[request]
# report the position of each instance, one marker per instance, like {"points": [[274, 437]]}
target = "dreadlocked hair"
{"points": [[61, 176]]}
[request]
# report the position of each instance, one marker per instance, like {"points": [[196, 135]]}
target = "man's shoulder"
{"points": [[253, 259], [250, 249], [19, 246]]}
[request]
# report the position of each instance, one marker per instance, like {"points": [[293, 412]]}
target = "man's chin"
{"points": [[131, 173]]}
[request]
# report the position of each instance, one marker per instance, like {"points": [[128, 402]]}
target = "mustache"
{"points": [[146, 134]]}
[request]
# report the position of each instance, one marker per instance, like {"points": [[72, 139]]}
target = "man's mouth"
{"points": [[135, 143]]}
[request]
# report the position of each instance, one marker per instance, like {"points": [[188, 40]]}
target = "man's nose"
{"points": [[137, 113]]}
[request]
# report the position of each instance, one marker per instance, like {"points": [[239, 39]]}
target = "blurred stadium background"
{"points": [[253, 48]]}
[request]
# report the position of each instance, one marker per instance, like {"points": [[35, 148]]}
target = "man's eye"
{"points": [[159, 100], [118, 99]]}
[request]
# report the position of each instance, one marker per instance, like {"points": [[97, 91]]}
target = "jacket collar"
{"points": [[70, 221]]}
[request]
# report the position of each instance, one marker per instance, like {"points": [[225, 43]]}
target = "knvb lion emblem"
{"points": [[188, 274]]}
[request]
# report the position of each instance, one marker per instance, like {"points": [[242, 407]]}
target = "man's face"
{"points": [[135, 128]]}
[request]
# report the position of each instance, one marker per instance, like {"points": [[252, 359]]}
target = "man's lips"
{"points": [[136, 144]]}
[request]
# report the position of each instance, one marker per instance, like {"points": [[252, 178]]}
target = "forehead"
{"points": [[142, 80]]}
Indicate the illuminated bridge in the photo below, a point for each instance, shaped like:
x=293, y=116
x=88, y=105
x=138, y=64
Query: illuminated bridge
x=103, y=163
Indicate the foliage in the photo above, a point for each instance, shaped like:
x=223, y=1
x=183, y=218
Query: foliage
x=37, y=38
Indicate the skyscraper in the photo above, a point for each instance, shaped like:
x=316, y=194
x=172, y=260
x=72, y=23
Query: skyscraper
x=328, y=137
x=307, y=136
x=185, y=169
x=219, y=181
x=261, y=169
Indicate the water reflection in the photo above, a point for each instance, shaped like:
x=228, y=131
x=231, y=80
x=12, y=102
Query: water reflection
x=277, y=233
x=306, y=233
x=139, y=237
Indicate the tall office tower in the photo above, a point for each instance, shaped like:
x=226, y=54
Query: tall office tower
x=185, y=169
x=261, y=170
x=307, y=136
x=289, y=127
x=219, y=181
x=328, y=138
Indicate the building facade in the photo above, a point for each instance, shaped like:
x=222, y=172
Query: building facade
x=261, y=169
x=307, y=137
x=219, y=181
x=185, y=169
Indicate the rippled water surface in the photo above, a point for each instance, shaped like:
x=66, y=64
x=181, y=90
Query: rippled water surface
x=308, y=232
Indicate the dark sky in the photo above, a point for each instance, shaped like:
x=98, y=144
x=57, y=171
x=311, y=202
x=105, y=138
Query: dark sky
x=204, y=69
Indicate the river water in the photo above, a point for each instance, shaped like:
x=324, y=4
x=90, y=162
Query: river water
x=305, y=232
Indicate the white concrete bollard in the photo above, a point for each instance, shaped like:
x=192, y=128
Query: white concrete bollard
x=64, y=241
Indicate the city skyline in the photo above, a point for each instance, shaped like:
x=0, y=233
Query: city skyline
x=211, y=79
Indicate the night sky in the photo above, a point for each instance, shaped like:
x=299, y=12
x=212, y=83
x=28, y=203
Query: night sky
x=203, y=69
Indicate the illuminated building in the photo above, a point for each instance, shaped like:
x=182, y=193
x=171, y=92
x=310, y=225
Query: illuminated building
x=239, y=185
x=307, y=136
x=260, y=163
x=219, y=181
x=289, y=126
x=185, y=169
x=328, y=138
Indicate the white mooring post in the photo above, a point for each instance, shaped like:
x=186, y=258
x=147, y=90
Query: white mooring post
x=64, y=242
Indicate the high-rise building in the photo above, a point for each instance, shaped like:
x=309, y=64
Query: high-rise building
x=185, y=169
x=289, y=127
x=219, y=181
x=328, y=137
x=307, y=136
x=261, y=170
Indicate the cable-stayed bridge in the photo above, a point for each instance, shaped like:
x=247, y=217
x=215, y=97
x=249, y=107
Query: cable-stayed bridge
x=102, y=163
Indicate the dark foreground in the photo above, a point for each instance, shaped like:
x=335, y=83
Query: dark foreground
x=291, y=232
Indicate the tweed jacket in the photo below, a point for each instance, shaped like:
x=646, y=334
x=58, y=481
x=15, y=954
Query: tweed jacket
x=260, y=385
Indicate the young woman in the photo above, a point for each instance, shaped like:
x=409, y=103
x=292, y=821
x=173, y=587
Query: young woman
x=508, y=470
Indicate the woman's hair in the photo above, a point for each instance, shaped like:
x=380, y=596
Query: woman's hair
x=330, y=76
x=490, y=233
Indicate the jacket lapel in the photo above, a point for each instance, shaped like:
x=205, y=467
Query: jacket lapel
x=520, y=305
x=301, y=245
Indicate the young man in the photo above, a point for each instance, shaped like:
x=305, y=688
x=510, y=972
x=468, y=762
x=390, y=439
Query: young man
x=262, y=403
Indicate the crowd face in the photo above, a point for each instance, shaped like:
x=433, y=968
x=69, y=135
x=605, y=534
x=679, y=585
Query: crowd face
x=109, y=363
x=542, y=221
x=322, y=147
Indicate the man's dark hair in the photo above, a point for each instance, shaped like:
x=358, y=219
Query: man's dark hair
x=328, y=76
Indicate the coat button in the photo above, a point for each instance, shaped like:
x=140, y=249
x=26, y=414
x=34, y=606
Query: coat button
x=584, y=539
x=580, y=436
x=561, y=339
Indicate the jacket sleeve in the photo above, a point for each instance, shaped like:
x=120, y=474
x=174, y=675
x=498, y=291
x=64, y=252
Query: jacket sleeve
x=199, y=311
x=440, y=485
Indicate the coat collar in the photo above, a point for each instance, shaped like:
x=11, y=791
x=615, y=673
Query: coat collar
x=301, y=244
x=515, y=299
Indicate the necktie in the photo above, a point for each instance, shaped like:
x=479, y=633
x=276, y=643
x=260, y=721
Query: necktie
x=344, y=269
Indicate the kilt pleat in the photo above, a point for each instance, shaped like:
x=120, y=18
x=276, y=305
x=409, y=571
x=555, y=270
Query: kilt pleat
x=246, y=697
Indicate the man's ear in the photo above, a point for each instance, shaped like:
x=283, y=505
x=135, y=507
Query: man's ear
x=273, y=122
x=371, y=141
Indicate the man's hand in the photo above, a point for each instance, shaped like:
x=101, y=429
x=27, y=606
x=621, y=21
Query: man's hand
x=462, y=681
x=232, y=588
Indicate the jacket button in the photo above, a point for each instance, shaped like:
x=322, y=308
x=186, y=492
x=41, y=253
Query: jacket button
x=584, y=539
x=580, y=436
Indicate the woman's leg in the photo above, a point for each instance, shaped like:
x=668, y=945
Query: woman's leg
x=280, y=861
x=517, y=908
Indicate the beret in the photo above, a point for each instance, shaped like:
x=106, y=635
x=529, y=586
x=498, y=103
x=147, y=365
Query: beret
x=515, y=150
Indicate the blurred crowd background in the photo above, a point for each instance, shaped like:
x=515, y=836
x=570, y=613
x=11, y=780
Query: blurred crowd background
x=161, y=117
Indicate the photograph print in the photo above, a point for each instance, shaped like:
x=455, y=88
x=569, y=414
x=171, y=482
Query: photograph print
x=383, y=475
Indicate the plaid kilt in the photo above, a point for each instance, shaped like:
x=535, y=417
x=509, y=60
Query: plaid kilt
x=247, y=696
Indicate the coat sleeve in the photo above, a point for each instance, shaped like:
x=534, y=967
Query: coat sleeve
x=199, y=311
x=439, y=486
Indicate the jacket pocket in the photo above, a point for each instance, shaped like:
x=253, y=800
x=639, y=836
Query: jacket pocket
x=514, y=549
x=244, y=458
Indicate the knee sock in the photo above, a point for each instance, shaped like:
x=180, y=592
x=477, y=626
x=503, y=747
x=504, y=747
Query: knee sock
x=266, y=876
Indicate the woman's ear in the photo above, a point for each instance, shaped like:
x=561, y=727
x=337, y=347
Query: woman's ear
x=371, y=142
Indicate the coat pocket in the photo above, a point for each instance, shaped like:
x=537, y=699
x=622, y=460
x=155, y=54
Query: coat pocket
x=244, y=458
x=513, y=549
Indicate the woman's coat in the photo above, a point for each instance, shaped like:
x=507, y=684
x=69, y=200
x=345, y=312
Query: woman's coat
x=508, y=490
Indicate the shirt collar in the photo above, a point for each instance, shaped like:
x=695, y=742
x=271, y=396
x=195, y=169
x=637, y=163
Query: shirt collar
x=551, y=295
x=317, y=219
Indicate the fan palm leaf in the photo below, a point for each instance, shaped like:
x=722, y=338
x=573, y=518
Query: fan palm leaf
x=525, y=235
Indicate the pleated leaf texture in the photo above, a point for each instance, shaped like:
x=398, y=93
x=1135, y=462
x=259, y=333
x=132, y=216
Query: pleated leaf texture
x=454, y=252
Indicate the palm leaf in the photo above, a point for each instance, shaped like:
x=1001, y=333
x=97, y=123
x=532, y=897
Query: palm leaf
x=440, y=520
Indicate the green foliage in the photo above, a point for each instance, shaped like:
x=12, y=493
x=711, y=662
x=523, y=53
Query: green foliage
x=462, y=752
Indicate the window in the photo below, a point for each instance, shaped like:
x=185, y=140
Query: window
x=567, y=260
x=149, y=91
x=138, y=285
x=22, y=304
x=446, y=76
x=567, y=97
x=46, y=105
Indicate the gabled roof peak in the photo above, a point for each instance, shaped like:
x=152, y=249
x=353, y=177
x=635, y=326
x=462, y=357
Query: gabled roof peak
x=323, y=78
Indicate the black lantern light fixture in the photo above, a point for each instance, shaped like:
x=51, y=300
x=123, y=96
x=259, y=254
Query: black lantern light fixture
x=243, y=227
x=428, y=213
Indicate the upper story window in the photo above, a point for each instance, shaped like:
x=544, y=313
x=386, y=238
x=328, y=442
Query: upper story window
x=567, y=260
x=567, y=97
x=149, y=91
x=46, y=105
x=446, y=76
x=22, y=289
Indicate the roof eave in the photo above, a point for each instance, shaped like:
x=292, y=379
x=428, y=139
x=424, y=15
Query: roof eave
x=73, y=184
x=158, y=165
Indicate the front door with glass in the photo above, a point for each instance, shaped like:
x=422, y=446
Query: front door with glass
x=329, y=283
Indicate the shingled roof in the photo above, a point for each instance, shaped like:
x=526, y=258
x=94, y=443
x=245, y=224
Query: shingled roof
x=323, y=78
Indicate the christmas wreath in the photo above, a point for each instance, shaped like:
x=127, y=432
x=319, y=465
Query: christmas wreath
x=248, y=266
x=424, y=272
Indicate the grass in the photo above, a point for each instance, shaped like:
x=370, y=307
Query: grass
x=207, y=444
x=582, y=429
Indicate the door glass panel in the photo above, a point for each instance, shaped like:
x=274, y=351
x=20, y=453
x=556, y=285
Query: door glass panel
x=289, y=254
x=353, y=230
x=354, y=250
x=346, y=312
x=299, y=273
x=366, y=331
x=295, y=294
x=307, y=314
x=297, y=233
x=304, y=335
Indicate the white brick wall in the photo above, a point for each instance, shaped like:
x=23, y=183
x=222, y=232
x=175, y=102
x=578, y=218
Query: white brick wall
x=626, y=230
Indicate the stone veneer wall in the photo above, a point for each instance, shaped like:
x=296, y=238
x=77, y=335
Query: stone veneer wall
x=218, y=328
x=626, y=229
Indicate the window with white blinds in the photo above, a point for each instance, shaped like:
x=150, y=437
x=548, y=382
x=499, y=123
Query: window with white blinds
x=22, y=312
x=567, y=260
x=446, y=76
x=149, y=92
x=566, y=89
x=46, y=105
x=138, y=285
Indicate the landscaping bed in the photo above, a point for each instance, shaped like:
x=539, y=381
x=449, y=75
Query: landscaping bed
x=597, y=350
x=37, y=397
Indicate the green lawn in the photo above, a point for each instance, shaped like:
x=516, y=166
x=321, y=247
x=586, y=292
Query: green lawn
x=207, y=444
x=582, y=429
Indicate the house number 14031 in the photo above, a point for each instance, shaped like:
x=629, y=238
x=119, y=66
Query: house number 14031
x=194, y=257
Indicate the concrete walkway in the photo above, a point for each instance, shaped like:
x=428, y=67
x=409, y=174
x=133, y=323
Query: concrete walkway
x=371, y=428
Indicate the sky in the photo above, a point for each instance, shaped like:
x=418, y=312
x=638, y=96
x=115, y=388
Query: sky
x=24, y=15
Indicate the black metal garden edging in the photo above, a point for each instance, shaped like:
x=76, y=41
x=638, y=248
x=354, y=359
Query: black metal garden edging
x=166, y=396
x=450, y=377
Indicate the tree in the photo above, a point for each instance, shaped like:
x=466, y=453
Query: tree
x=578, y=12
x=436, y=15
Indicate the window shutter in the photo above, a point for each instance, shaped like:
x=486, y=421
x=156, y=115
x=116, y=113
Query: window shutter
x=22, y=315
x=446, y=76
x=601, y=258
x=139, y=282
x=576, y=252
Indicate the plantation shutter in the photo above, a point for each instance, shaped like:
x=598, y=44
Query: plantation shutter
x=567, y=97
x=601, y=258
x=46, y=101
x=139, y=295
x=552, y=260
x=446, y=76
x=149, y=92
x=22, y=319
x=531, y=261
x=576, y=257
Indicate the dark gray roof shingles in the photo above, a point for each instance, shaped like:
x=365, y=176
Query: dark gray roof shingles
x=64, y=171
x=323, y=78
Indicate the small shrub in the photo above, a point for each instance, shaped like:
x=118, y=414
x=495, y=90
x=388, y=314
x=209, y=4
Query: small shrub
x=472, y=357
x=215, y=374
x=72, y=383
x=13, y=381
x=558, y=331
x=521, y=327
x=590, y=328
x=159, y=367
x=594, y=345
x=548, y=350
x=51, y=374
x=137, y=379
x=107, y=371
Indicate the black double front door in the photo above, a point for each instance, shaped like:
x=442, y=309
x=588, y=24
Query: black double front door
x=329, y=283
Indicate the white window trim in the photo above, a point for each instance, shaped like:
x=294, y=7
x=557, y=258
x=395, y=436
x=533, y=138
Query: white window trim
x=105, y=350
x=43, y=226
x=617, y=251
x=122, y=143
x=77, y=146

======

Task item:
In the listing above, find the line containing "x=358, y=219" and the line containing "x=615, y=673". Output them and every line between, exactly, and nothing else.

Answer:
x=358, y=219
Query: man's dark hair
x=328, y=76
Indicate the coat button in the photo above, a point for each instance, shaped like:
x=140, y=249
x=26, y=414
x=34, y=606
Query: coat button
x=584, y=539
x=580, y=436
x=561, y=339
Indicate the jacket sleeve in the photo above, a point for each instance, shaped like:
x=120, y=474
x=174, y=675
x=498, y=291
x=64, y=252
Query: jacket sleeve
x=199, y=311
x=440, y=485
Indicate the coat collar in the photo above, a point for each instance, shaped like:
x=11, y=791
x=615, y=673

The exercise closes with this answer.